## Problem details
Please retype exactly, and with nothing added, the lines of the material from the one with "the gold seal" through the final one.

[Opening Information section]

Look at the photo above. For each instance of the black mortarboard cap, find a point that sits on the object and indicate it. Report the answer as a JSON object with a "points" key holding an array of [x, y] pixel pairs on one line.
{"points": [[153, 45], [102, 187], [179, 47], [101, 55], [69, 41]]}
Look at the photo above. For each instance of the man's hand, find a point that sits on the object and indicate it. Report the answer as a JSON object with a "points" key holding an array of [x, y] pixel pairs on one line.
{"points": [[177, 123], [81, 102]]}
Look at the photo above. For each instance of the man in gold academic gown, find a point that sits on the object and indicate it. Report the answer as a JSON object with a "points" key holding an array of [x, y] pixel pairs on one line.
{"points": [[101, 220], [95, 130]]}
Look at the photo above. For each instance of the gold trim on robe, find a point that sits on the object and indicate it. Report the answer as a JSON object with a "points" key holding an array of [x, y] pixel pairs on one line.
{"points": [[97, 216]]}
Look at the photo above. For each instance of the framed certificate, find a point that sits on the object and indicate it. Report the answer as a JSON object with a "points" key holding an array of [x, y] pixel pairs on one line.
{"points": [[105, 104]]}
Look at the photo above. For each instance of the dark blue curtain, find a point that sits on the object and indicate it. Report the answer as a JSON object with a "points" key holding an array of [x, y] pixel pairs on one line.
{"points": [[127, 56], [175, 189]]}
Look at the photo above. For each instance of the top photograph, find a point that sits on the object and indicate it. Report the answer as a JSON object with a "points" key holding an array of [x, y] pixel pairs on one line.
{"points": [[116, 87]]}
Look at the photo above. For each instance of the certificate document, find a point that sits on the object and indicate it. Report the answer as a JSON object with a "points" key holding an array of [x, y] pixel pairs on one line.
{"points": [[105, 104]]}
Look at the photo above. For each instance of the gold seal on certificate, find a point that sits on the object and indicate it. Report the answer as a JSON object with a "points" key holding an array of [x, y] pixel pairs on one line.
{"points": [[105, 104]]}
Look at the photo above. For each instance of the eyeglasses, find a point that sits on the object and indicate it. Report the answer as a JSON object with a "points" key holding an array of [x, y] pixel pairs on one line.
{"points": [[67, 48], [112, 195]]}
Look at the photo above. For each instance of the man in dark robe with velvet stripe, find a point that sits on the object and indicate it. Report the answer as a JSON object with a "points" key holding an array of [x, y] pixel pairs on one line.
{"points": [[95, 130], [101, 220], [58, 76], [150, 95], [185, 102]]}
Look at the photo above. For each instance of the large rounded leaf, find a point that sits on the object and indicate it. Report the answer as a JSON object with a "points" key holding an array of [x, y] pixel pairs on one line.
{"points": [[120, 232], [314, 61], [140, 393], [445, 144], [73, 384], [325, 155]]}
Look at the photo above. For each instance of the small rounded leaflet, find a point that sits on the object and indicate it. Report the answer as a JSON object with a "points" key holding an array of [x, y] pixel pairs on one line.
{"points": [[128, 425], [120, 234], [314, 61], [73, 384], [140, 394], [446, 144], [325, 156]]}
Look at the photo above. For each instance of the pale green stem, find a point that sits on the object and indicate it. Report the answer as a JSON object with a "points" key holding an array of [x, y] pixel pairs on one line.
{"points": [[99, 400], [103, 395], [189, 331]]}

[Closing Information section]

## Written answer
Look at the photo above. For each instance of the gold seal on certificate, find a point that sits on the object and indicate it. Report the answer as a JSON object with a "points" key holding an array of [x, y] pixel pairs on one line.
{"points": [[105, 104]]}
Look at the photo above. For each instance of the eyeglasses, find a point that sits on the object and indicate it. Report the answer as a JSON object with a "points" key holding an array of [x, y] pixel pairs on one line.
{"points": [[67, 48], [112, 195]]}
Look at the photo above. For each instance of the man in dark robe with velvet stripe, find a point that sits on the object and indicate it. Report the answer as a JSON object with a "points" key holding an array of [x, y] pixel pairs on one line.
{"points": [[95, 130], [101, 220], [58, 76], [150, 95], [185, 102]]}
Look at the photo above. For each instance of the large rounded leaf, find a point that sits on the object and indicate it. Report the answer as a JSON object with a "points" key holding an array of [x, y] pixel pairs on one line.
{"points": [[120, 232], [314, 61], [140, 393], [445, 144], [73, 384], [325, 155]]}
Look at the photo above. For each instance of the small rounded leaflet, find a point that sits on the object and indicate it. Report the answer as a JSON object with a "points" key holding an array of [x, y] pixel pairs on one line.
{"points": [[128, 425], [120, 234], [314, 61], [73, 384], [140, 394], [446, 144], [325, 156]]}
Look at the photo above. For each instance of the pale green stem, find a point that sits on the object and indicate it. Report the answer as a JSON object with a "points" key holding an array of [x, y] pixel pairs on one line.
{"points": [[99, 400], [103, 395], [189, 331]]}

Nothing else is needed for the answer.